(Point labeling data from photos)
━━━

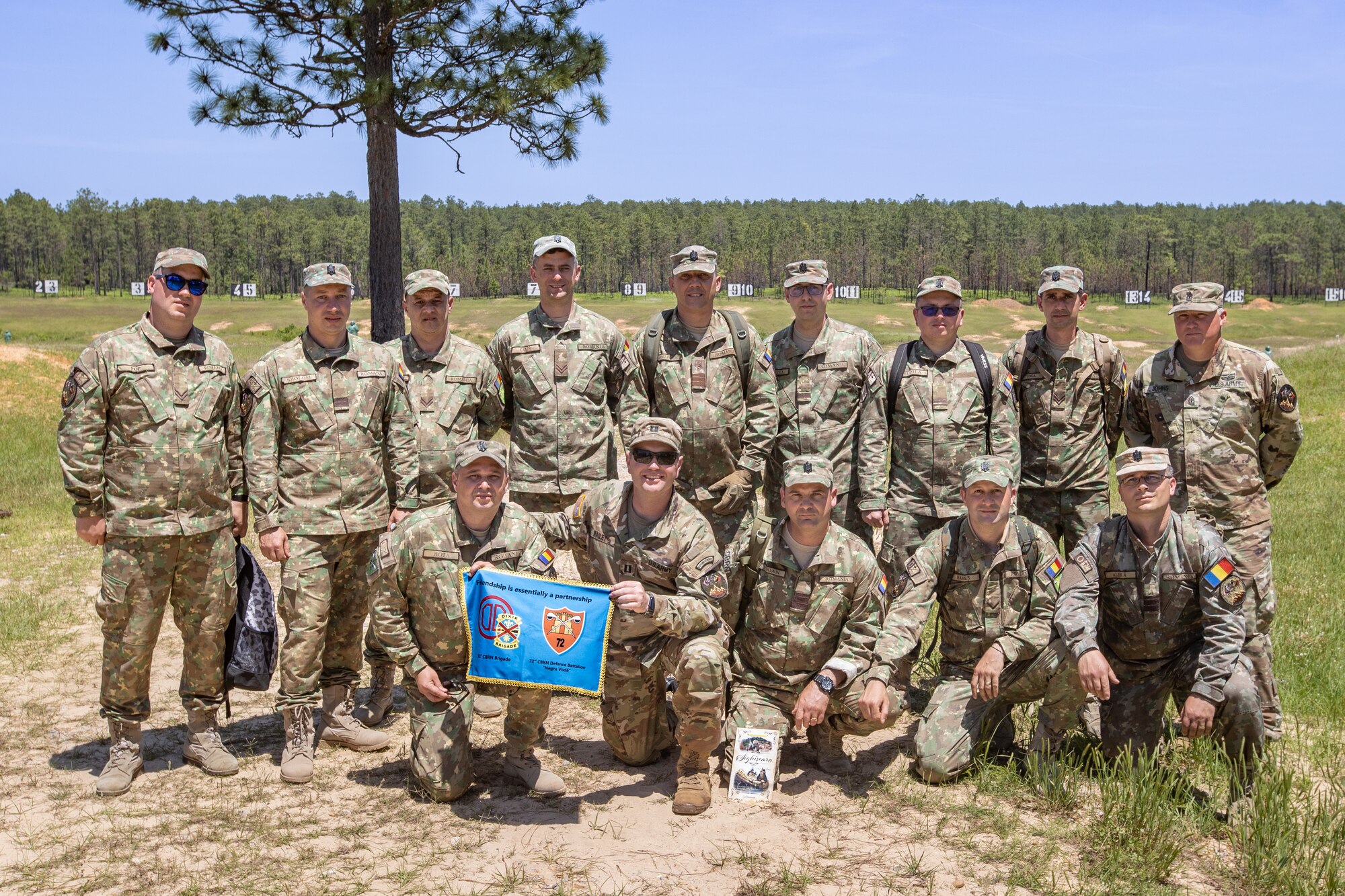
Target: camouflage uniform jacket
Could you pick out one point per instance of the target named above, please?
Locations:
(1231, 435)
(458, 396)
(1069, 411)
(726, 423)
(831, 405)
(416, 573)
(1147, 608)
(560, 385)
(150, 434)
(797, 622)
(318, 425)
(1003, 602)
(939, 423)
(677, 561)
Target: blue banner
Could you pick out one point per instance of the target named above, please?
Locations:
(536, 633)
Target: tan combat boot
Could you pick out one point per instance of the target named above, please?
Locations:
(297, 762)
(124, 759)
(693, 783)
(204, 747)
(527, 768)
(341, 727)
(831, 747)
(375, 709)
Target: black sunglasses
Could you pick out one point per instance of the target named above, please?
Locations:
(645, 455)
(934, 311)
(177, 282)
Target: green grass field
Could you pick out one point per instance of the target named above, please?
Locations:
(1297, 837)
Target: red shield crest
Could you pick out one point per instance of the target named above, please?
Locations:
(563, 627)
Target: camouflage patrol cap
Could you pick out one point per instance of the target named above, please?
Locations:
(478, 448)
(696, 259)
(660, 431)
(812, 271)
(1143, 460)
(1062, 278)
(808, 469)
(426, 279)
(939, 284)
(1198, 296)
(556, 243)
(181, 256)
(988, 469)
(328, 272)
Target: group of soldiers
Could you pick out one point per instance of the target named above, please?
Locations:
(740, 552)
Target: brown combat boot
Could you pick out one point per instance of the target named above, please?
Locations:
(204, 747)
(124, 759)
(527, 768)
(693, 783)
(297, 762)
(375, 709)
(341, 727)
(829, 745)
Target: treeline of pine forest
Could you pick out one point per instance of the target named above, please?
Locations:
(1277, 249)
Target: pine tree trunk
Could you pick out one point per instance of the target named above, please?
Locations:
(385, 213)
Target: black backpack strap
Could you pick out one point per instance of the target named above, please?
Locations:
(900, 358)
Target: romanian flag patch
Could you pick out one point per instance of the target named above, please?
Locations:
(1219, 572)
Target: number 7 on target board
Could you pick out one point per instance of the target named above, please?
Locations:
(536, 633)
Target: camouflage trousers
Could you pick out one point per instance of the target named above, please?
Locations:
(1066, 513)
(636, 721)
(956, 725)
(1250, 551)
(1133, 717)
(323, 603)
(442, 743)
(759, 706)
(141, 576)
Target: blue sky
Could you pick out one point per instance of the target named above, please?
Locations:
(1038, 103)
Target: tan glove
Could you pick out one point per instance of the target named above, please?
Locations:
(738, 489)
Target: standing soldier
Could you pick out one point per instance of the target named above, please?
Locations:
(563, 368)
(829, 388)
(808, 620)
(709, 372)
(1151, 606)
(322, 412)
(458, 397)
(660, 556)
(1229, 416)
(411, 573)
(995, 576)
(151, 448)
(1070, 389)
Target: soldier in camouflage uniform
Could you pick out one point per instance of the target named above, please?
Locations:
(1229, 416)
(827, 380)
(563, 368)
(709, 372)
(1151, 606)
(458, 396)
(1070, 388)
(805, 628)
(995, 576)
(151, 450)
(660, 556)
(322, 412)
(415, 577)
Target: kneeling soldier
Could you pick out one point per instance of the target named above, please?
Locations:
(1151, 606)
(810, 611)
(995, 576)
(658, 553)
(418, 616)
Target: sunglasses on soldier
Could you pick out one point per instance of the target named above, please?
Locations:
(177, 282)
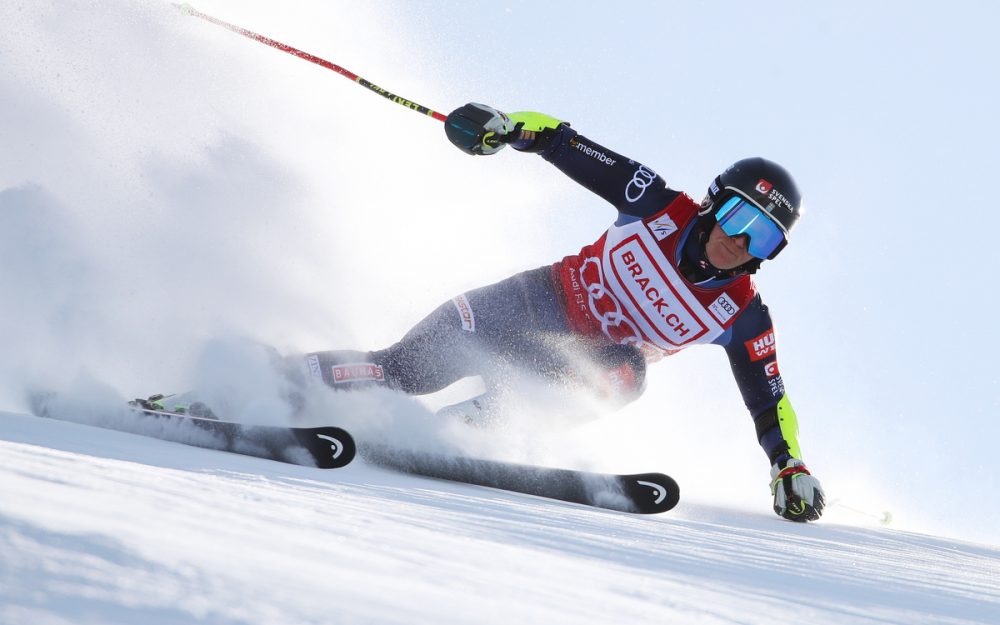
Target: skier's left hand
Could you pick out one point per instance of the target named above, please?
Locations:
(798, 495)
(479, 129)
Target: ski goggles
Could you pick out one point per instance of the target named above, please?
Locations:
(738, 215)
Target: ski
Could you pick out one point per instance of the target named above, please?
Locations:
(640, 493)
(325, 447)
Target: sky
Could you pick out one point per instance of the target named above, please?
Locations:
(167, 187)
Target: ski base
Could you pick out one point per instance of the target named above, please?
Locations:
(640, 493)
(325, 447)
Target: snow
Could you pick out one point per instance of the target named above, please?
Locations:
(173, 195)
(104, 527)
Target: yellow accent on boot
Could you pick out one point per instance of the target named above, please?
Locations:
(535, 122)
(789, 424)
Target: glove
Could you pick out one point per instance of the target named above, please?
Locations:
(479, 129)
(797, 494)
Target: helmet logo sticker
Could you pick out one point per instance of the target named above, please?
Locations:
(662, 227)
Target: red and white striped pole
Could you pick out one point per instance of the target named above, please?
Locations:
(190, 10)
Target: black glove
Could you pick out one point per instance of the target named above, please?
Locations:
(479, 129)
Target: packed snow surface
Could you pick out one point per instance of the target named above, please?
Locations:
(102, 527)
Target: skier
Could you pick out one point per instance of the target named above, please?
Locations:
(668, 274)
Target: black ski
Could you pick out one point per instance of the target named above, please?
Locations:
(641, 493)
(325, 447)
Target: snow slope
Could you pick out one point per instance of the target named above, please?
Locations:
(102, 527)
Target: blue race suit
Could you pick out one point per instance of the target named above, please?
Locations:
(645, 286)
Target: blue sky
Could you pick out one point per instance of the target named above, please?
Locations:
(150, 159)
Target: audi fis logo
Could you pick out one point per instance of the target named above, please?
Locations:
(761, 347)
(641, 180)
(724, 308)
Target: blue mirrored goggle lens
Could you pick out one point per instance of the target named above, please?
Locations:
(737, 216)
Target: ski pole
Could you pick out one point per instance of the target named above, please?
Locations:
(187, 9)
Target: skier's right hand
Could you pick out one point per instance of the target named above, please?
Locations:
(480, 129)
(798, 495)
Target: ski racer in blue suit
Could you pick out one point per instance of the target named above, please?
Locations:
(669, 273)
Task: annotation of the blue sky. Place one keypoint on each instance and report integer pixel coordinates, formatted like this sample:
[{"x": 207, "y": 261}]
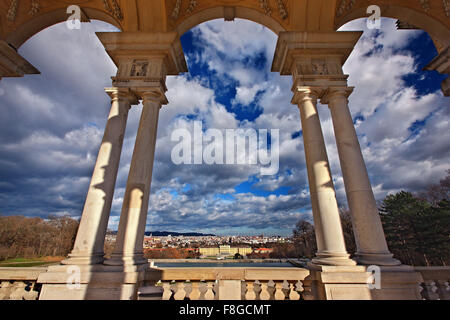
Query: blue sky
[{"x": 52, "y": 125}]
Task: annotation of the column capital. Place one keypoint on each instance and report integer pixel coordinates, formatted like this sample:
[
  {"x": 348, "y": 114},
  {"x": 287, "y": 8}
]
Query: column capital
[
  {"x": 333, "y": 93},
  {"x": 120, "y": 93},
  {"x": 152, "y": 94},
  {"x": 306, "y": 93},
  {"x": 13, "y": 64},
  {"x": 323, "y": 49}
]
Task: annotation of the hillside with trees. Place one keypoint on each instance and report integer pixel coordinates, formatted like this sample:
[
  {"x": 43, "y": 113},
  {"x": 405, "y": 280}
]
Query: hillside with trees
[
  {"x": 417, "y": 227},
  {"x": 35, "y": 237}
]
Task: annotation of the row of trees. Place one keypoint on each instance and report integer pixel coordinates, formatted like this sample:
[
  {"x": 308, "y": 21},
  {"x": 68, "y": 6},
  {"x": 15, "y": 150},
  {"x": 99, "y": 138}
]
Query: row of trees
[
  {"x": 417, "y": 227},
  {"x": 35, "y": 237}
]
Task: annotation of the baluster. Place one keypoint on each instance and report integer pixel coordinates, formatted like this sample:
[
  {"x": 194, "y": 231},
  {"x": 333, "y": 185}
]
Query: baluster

━━━

Rewrite the stretch from the line containing "Target: treeline of pine forest" through the line containing "(1070, 389)", swapping every "Locations" for "Coordinates" and leaving all else as it stands.

# Answer to this exercise
Target: treeline of pine forest
Could you pick out one point per instance of the target named above, please?
Coordinates:
(1277, 249)
Target: pine tree trunk
Could you pick out one point per instance of the target named above, please?
Coordinates:
(385, 213)
Target: black backpack strap
Could you pick out one point per instance of the target named above, please?
Coordinates:
(900, 358)
Target: romanian flag patch
Could you pick out one point per instance of the target named above, please?
Coordinates:
(1219, 572)
Target: number 7 on target board
Could you pick out one point per instance of the target named above, please?
Coordinates:
(536, 633)
Target: camouflage trousers
Could you pick out one point per instance of the target named above, please?
Coordinates:
(1066, 513)
(636, 721)
(956, 725)
(1250, 551)
(1133, 717)
(323, 603)
(442, 743)
(759, 706)
(141, 576)
Target: blue sky
Could you pick out one point per instance of the target named above, please?
Coordinates:
(1038, 103)
Target: tan glove
Could you pick out one point per instance of the target named above, please?
Coordinates:
(738, 489)
Target: standing soldier
Could you pick out one point per instance of the target named above, please?
Coordinates:
(563, 368)
(829, 388)
(808, 620)
(709, 372)
(1151, 606)
(322, 412)
(458, 397)
(660, 556)
(1229, 416)
(411, 573)
(995, 576)
(151, 448)
(1070, 389)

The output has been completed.